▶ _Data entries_
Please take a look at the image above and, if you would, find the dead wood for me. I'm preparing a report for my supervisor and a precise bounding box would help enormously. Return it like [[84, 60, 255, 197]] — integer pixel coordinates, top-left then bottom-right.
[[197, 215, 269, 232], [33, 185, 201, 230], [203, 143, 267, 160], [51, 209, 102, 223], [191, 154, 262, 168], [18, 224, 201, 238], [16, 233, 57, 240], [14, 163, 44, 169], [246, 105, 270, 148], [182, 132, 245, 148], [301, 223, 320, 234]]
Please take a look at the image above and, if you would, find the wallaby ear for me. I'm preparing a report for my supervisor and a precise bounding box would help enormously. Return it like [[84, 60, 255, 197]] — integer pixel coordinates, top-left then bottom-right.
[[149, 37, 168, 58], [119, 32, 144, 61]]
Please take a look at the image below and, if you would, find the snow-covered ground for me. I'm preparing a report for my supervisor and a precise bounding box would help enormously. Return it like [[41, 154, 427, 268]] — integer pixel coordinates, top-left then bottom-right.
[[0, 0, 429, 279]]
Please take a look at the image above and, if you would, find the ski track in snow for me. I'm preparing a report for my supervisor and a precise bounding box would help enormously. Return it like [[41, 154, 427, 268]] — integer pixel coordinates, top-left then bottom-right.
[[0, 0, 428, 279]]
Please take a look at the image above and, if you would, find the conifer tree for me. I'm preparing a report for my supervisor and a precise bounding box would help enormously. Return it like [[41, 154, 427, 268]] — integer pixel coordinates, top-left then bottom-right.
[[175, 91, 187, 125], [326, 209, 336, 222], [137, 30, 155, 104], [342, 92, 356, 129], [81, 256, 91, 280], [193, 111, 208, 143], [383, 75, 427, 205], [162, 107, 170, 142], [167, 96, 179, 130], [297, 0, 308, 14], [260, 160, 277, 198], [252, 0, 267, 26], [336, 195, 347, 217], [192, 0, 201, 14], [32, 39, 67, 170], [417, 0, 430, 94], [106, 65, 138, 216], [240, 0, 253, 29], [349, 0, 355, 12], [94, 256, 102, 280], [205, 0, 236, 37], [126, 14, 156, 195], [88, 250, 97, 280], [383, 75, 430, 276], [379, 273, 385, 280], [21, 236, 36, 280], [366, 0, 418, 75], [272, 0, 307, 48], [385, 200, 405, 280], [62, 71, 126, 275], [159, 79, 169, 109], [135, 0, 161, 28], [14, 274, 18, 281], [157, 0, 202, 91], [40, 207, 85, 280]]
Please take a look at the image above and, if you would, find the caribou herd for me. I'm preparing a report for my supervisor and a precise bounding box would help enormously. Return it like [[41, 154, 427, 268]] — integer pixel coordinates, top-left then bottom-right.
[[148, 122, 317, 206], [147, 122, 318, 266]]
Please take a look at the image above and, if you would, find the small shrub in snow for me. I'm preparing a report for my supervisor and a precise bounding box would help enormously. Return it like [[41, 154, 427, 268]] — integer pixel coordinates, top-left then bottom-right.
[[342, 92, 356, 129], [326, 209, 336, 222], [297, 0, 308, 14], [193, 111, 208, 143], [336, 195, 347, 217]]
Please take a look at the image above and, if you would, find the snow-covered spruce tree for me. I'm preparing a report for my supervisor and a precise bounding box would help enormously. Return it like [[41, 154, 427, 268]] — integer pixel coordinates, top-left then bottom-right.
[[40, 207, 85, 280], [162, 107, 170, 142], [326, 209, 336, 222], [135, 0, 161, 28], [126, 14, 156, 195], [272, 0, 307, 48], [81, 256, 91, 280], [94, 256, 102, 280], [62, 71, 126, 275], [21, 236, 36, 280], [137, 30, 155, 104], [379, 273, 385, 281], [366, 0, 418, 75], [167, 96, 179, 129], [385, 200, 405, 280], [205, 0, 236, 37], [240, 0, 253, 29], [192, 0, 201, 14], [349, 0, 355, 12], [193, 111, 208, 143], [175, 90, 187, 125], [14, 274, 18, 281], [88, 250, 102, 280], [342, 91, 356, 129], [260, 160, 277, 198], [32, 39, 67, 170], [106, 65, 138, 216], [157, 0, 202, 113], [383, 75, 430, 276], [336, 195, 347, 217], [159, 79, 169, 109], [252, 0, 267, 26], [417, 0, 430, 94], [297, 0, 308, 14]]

▶ _YOUR ASSIGNMENT_
Write the data from above out again, exactly.

▶ _WRITTEN SOLUTION_
Please take a look at the image above and, if you would, find the dead wood for me. I'm preparing a report for my supervisor and a precise bounding box would help enormously. Return it like [[84, 60, 255, 197]] — integer pixel coordinates, top-left then bottom-right.
[[197, 215, 269, 232], [33, 185, 201, 230], [203, 143, 267, 160], [51, 209, 102, 223], [191, 154, 262, 168], [18, 224, 201, 238], [16, 233, 57, 240], [14, 163, 44, 169], [246, 105, 270, 148], [182, 132, 245, 148], [301, 223, 320, 234]]
Please take a look at the image above and, if you would, find the wallaby ear for me. I'm preparing a report for my supervisor and a precise bounding box would help enormously. Return it like [[84, 60, 255, 197]] — integer pixel coordinates, top-left then bottom-right.
[[149, 37, 168, 58], [119, 32, 144, 61]]
Please take a look at the image below and, if you would, find the snow-covered ground for me. I'm preparing a report for my supervisor and a precise bounding box would help enormously. Return it like [[41, 154, 427, 268]] — integer pixel coordinates, top-left then bottom-right.
[[0, 0, 429, 279]]
Please take a look at the image above and, if you would, find the ski track in snow for me. I'm preparing a report for my supervisor and a precise bounding box would help enormously. Return it like [[41, 154, 427, 268]] — integer pixel coordinates, top-left then bottom-right.
[[0, 0, 428, 279]]
Please take a look at the image above and, if you would, find the conifer tree for me. I'm preparing a report for my supervisor and a precise bounding box would help enormously. Return it like [[41, 154, 427, 268]] — integer pixel coordinates, top-left then bottom-right.
[[175, 91, 187, 125], [326, 209, 336, 222], [137, 30, 155, 104], [342, 92, 356, 129], [81, 256, 91, 280], [193, 111, 208, 143], [383, 75, 427, 205], [162, 107, 170, 142], [167, 96, 179, 130], [297, 0, 308, 14], [260, 160, 277, 198], [252, 0, 267, 26], [336, 195, 347, 217], [192, 0, 201, 14], [32, 39, 67, 170], [417, 0, 430, 94], [106, 65, 138, 216], [240, 0, 253, 29], [349, 0, 355, 12], [94, 256, 102, 280], [205, 0, 236, 37], [126, 14, 156, 195], [88, 250, 97, 280], [383, 75, 430, 276], [379, 273, 385, 280], [21, 236, 36, 280], [366, 0, 418, 75], [272, 0, 307, 48], [385, 200, 405, 280], [62, 71, 126, 275], [159, 79, 169, 109], [135, 0, 161, 28], [14, 274, 18, 281], [157, 0, 202, 91], [40, 207, 85, 280]]
Please take a look at the image above and, if you would, find the caribou herd for me. I'm preparing a report for my supervisor and a precise bounding box would help enormously. Return it like [[41, 154, 427, 268]] — integer pixel coordinates, top-left then bottom-right.
[[148, 122, 317, 206], [147, 122, 318, 266]]
Please take a look at the image above and, if you would, find the small shrub in snow for me. I'm preparing a report for my supervisor and a precise bounding box would help enormously. Return it like [[41, 154, 427, 268]] — integer pixel coordinates, top-left then bottom-right.
[[342, 92, 356, 129], [326, 209, 336, 222], [297, 0, 308, 14], [193, 111, 208, 143], [336, 195, 347, 217]]
Please take a look at the image above and, if you would, find the snow-covered spruce tree for me. I'm preparing a report for my supervisor and a precise bounding box would help enormously. Return it like [[41, 154, 427, 268]] — integer pixel coordinates, top-left then bottom-right.
[[40, 207, 85, 280], [162, 107, 170, 142], [326, 209, 336, 222], [135, 0, 161, 28], [126, 14, 156, 195], [272, 0, 307, 48], [81, 256, 91, 280], [94, 256, 102, 280], [62, 71, 126, 275], [21, 236, 36, 280], [137, 30, 155, 104], [379, 273, 385, 281], [366, 0, 418, 75], [167, 96, 179, 129], [385, 200, 405, 280], [205, 0, 236, 37], [240, 0, 253, 29], [192, 0, 201, 14], [349, 0, 355, 12], [193, 111, 208, 143], [175, 90, 187, 125], [14, 274, 18, 281], [88, 250, 102, 280], [342, 91, 356, 129], [260, 160, 277, 198], [32, 39, 67, 170], [106, 65, 138, 216], [157, 0, 202, 113], [383, 75, 430, 276], [336, 195, 347, 217], [159, 79, 169, 109], [252, 0, 267, 26], [417, 0, 430, 94], [297, 0, 308, 14]]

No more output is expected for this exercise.